Text passage:
+++
Pocket Predator Standard 1" non-taper Gold Bandset (original long-ish length for good service life)--190 fps

I thought maybe the Black tubes would show their stuff with heavy ammo, so I tried 54 cal. lead balls cast from wheel weights

Black--146 fps

Red--153 fps

Hmm--the difference in speed was about the same, with Red still faster.

I guess Black is just for marketing purposes. They sure FEEL stronger (harder to pull) than Red (or Yellow)!

Also, I don't like the plastic pouch connectors used on the Black and Yellow Trumark tubes. Those rock-hard somes-a-breeches slap my hand something viscous when shot on my Rambone in OTT style! The slotted and looped tube to pouch tie method used on the Red Trumark tubes is much better.

Just FYI and FWIW (not that many forum members are likely to be using Trumark tube sets).


----------



## Alexander Holman

I actually use the Trumark red tapered tubes quite a bit. I can always run to the store and get a set or two if I need extras. I never have used the black tubes. The reds are about the best commercial bandsets out there, just wish they came with a better pouch.

Thanx for the numbers!

-Xander


----------



## calinb

Alexander Holman said:


> I actually use the Trumark red tapered tubes quite a bit. I can always run to the store and get a set or two if I need extras. I never have used the black tubes. The reds are about the best commercial bandsets out there, just wish they came with a better pouch.
> 
> Thanx for the numbers!
> 
> -Xander


I'm a fairly new SS shooter (well...new to the sport as an adult). The only tubes I have are the Trumark tubes and the tubes on a Daisy SS. I agree with you; the Trumark Red seems to perform well and, though I mostly shoot flat bands, I've yet to wear out any Trumark tubes. I just haven't read reports here in the forum of shooters using them. It's great to hear that you use them and maybe I saved you the expense of buying a Black set. Luckily I bought three Red sets and only one Yellow and one Black--just to try them. I would buy the Red sets again but pass on Yellow and Black.


----------



## Imperial

i also use the trumark reds . the black ones have their purpose, yes they are harder to pull, they seem to last a long time, and once they break in, watch out ! imo- the blacks are more for people with short draws and want impact over speed. they are great for hunting small game with.


----------



## calinb

Imperial said:


> i also use the trumark reds . the black ones have their purpose, yes they are harder to pull, they seem to last a long time, and once they break in, watch out ! imo- the blacks are more for people with short draws and want impact over speed. they are great for hunting small game with.


I'm not sure what you mean by impact (momentum, kinetic energy...?) But yes--that's what I thought Black was for too. When these parameters increase with higher mass projectiles it is at the expense of speed. That's why I tried the 54 cal. lead ball. There are not many people regularly shooting ammo heavier than that! Even so, Black still measured slower than the Red with the same heavy lead projectiles, and therefore, it produced less "impact" in terms of terminal ballistics than Red too.

As you mentioned, perhaps Black has better relative performance at shorter draws, but my 32-1/2" draw isn't all that long either (though it's about the maximum for Trumark tubes, I think). Most people get 29-30 inches just drawing to the side of their mouth, even. Break-in is something I never considered. I doubt the energy stored by the rubber improves with age but I can believe it might be possible for the rubber retraction speed to improve. The Black's I tested has a strong pull (though I did not measure it) so it is obviously slow and perhaps that will improve. I would not be surprised if both Black and Yellow last longer than Red, because Red is tapered.
+++
Listed records:
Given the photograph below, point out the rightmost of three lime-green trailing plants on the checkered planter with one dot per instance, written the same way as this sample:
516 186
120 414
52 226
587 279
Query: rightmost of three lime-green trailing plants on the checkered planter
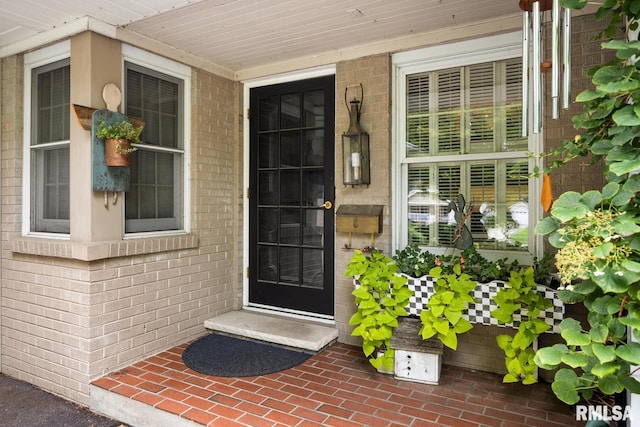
521 295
+++
Apply what you read:
**A.** In the slingshot tube discussion, what speed did the Black tubes reach with the 54 cal. lead balls?
**B.** State whether each statement below agrees with the slingshot tube discussion. Support each answer with the deciding words, quoted from the discussion.
(i) calinb bought more Red sets than Yellow sets.
(ii) Alexander Holman has often used the black tubes.
(iii) With the heavy lead projectiles, the Black tubes were faster than the Red tubes.
**C.** Proceed with the slingshot tube discussion, starting from the point where it stops.

Answer set:
**A.** 146 fps.

**B.**
(i) Yes: "Luckily I bought three Red sets and only one Yellow and one Black"
(ii) No: "I never have used the black tubes."
(iii) No: "Black still measured slower than the Red with the same heavy lead projectiles"

**C.**
I also have some 2 and 4 oz. fishing weights that I used for shooting over tree limbs (over 50' sometimes) to pull a haul line and survival saw for limb pruning from the ground. Maybe Black would really shine with the 4 oz (1750 grain) monster weight! I originally got it for this purpose, but the Red bands shot 4 oz fishing weights to 50' height and I never needed to use the Black. 2 oz weights travel even higher, but getting the weight to pull the leader against the friction of the limb can be challenging sometimes. Ahh-the fun of slingshot arboriculture!


----------



## wll

calinb said:


> i also use the trumark reds . the black ones have their purpose, yes they are harder to pull, they seem to last a long time, and once they break in, watch out ! imo- the blacks are more for people with short draws and want impact over speed. they are great for hunting small game with.
> 
> I'm not sure what you mean by impact (momentum, kinetic energy...?) But yes--that's what I thought Black was for too. When these parameters increase with higher mass projectiles it is at the expense of speed. That's why I tried the 54 cal. lead ball. There are not many people regularly shooting ammo heavier than that! Even so, Black still measured slower than the Red with the same heavy lead projectiles, and therefore, it produced less "impact" in terms of terminal ballistics than Red too.
> 
> As you mentioned, perhaps Black has better relative performance at shorter draws, but my 32-1/2" draw isn't all that long either (though it's about the maximum for Trumark tubes, I think). Most people get 29-30 inches just drawing to the side of their mouth, even. Break-in is something I never considered. I doubt the energy stored by the rubber improves with age but I can believe it might be possible for the rubber retraction speed to improve. The Black's I tested has a strong pull (though I did not measure it) so it is obviously slow and perhaps that will improve. I would not be surprised if both Black and Yellow last longer than Red, because Red is tapered.
> 
> I also have some 2 and 4 oz. fishing weights that I used for shooting over tree limbs (over 50' sometimes) to pull a haul line and survival saw for limb pruning from the ground. Maybe Black would really shine with the 4 oz (1750 grain) monster weight! I originally got it for this purpose, but the Red bands shot 4 oz fishing weights to 50' height and I never needed to use the Black. 2 oz weights travel even higher, but getting the weight to pull the leader against the friction of the limb can be challenging sometimes. Ahh-the fun of slingshot arboriculture!


Even though I shoot some heavy ammo,314gr, a 4oz weight may cause what is called a RTS (return to sender) very, very dangerous. Seems to happen with very heavy ammo and a fast power set that does not have the force to push that heavy weight fast enough.

There may be videos on this forum, or go to YouTube and type watermelon and slingshot and see a very graphic example of what I'm talking about.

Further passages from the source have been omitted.